**Consigne**
Selon l'extrait sur les agences de notation ESG, pourquoi une même entreprise peut-elle obtenir des cotes très différentes d'une agence à l'autre ? Répondez en une à trois phrases.

**Extrait à lire**

+ + + +

J’aimerais aussi parler des critiques sur les agences de notation ESG indépendantes. Il y en a beaucoup, dont MSCI, Sustainalytics, S&P, ISS, Bloomberg et CDP, et elles reçoivent une pluie de critiques, et leurs cotes sont très différentes. Comment une entreprise peut-elle être très bien notée par une agence et très mal notée par une autre? Je pense que les cotes dépendent en grande partie de ce que les agences évaluent. Évaluent-elles les entreprises en fonction des informations qu’elles publient, ou selon la qualité de ces informations? Ont-elles une pondération distincte pour les entreprises de sécurité des données, ou encore pour les sociétés comme Telus qui conservent beaucoup de renseignements sur les clients? Une des agences de notation accorde beaucoup d’importance à la protection des données, et une autre, à la gouvernance, d’où la dissemblance des cotes. À mon avis, c’est ce qui explique la disparité, et c’est aux investisseurs de comprendre les différences entre les critères et les activités de chaque entreprise.

+ + + +

**Une suite d'enregistrements**
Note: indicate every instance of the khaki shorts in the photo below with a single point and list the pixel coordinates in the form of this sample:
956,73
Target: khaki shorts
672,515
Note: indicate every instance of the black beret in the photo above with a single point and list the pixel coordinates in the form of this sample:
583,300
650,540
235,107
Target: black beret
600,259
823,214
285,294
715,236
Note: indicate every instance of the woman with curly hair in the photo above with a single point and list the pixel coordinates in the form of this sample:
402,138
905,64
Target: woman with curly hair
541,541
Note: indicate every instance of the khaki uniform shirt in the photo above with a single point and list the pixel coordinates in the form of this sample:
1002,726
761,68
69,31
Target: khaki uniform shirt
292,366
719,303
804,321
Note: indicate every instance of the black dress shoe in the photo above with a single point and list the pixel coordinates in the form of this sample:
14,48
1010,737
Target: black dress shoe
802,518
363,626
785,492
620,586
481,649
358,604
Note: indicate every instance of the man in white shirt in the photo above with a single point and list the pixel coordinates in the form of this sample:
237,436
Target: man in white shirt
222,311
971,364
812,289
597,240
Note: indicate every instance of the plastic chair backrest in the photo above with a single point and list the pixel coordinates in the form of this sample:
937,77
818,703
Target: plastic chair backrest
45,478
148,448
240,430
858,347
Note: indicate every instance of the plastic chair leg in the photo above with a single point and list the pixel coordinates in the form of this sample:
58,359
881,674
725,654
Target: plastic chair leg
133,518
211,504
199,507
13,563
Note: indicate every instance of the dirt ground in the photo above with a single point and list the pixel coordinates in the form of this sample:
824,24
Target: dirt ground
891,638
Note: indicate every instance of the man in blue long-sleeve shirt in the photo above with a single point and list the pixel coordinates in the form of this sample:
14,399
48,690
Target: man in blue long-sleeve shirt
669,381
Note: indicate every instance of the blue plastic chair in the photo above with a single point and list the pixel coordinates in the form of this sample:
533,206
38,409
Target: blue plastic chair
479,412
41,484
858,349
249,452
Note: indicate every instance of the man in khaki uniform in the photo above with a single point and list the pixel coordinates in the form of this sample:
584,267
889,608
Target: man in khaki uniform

+ + + +

**Solution proposée**
Les cotes dépendent en grande partie de ce que chaque agence évalue et du poids qu'elle donne à chaque critère. Ainsi, une agence accorde beaucoup d'importance à la protection des données et une autre à la gouvernance, d'où la dissemblance des cotes.